§ **Exercise prompt**: Please reproduce every line of the records below without any changes.

Data records
****

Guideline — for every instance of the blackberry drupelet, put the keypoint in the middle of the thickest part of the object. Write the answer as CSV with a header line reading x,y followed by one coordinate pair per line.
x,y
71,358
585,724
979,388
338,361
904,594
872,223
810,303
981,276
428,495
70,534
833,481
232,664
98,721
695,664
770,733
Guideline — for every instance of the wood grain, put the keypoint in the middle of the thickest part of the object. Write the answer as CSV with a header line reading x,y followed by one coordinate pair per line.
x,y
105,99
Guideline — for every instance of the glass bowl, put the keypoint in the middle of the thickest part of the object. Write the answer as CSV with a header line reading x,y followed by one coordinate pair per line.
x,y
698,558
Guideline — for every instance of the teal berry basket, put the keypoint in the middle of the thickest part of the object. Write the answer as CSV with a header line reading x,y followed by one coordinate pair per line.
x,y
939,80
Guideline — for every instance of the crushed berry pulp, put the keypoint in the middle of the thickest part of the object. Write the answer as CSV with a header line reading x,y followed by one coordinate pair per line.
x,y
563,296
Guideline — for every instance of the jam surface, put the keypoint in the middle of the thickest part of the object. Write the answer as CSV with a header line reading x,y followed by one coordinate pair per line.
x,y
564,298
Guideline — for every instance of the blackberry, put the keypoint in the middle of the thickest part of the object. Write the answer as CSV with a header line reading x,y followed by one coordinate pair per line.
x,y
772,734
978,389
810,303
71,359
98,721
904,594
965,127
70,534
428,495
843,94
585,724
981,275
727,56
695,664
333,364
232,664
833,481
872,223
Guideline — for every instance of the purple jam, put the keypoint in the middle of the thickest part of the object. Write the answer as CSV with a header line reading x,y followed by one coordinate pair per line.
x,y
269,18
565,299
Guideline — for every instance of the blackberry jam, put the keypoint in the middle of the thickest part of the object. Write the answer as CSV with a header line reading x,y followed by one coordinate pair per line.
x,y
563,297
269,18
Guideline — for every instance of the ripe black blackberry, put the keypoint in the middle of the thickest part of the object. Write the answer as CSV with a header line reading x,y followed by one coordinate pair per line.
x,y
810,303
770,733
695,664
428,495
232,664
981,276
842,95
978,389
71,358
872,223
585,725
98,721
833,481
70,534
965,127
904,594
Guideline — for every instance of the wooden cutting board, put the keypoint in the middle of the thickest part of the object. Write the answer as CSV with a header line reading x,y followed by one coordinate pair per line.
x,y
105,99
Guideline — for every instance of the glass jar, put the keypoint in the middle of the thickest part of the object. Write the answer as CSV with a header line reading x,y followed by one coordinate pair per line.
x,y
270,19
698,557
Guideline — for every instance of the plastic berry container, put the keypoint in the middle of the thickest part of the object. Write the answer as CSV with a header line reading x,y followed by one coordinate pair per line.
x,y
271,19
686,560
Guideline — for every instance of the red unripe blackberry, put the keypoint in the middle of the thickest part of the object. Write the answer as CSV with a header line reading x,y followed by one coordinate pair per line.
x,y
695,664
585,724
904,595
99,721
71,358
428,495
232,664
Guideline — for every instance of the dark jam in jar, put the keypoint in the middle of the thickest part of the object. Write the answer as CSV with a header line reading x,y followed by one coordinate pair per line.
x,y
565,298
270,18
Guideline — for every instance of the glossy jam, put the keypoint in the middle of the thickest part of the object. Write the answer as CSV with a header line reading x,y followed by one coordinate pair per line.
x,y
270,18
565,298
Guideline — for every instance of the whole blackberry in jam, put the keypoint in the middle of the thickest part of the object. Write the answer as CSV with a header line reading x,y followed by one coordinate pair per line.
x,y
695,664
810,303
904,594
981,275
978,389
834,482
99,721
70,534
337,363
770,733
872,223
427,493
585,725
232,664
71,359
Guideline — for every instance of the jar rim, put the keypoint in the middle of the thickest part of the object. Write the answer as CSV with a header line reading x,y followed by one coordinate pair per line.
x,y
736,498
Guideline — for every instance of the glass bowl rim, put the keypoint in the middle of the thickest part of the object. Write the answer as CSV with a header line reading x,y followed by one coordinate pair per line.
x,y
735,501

****

§ **Exercise output**:
Guideline — for every instance of the blackberry drupelet, put the keypoint in the middle of the thickest part of the object. Write the answer as CSV with a header line reading x,y followed by one coordinate pair per line.
x,y
71,358
585,724
979,388
338,361
904,594
872,223
810,303
981,276
428,495
70,534
833,481
232,664
98,721
695,664
770,733
Guideline — for every instance of the wood grain, put the keypoint in the middle of the thickest part of the object. Write the answer as CSV with a header line reading x,y followed by one coordinate pair per line.
x,y
105,99
Guideline — for every instance of the glass bowl, put the keypoint in the middle of the thickest part of the object. Write the answer as CSV with a header line reading x,y followed by one coordinate pair per line.
x,y
698,558
Guideline — for every instance of the teal berry basket, put the keypoint in the middle of the thickest part of the object. Write the answer as CSV with a header line reading x,y followed by one coordinate pair per line.
x,y
939,80
Guideline — for every instance of the crushed berry pulp, put the keypoint in the middle of the thickest part of the object. Write the answer as CSV with a header line reading x,y followed by one coordinate pair per line.
x,y
563,296
Guideline — for every instance of the jam surface, put the keypoint in the middle of the thickest part of the object. Write the answer as CSV with a header line reading x,y followed by one coordinate pair per line.
x,y
564,298
Guideline — for every instance of the blackberry, put the keypoint in the middle of the thickest part of the object. Write the answer as CSV with a header line reading x,y followed by one coordinate pair per line.
x,y
772,734
978,389
810,303
71,359
98,721
904,594
965,127
70,534
428,495
843,94
585,724
981,275
727,56
695,664
333,364
232,664
833,481
872,223
Guideline — for every instance of the purple jam, put the keypoint in the middle of the thickest part of the object. Write the answer as CSV with a header line reading x,y followed by one coordinate pair per line.
x,y
269,18
565,299
Guideline — for every instance of the blackberry jam, put the keypoint in the middle of the thickest part of the object. Write the answer as CSV with a header line reading x,y followed by one coordinate pair per line.
x,y
563,297
269,18
Guideline — for every instance of the ripe black blackberry, put the keypoint in the middle of the thickest part of the object. Write the answer as CSV with a header line reading x,y followed by one coordinate pair per line.
x,y
810,303
770,733
695,664
428,495
232,664
981,276
842,95
978,389
71,358
872,223
585,725
98,721
833,481
70,534
965,127
904,594
Guideline — for every instance of the wooden cutting board, put the keypoint in the middle of the thickest part of the object. Write the answer as CSV with a header line reading x,y followed by one coordinate pair per line.
x,y
105,99
Guideline — for every instance of the glass jar, put the keypoint in the middle of the thickest part of the object. Write the answer as CSV with a header line reading x,y followed by one coordinate pair per line.
x,y
270,19
698,557
Guideline — for every instance of the plastic berry container, put the keypoint in the middle of the thickest part of the object. Write the answer as CSV with a header line reading x,y followed by one coordinate pair per line.
x,y
271,19
686,560
Guideline — for every instance of the red unripe blackberry, put the keypoint in the middle of the thickest part of the object. Write the answer as CSV with a header line reading x,y followed by one coordinate pair per line.
x,y
695,664
585,724
904,595
99,721
71,358
428,495
232,664
Guideline — for every instance of the dark jam in jar, put the keypoint in the middle of the thickest part of the object. Write the answer as CSV with a header line reading x,y followed by one coordinate pair per line.
x,y
565,298
270,18
Guideline — for every instance of the glossy jam, put the keypoint in the middle of the thickest part of the object. Write the answer as CSV with a header line reading x,y followed by one coordinate pair per line.
x,y
270,18
565,298
Guideline — for every instance of the whole blackberry in jam, put the keypoint in the middle of the thickest part of the object. Write the answer as CSV with a header line reading x,y followed by one coordinate pair per line.
x,y
695,664
810,303
904,594
981,275
978,389
834,482
99,721
70,534
337,363
770,733
872,223
427,493
585,725
232,664
71,359
Guideline — for every instance of the jar rim, put the keypoint in the middle of the thickest part of the object. Write the answer as CSV with a header line reading x,y followed by one coordinate pair per line.
x,y
736,498
Guideline — for every instance of the glass bowl rim, put the keypoint in the middle of the thickest part of the object. Write the answer as CSV with a header line reading x,y followed by one coordinate pair per line.
x,y
735,501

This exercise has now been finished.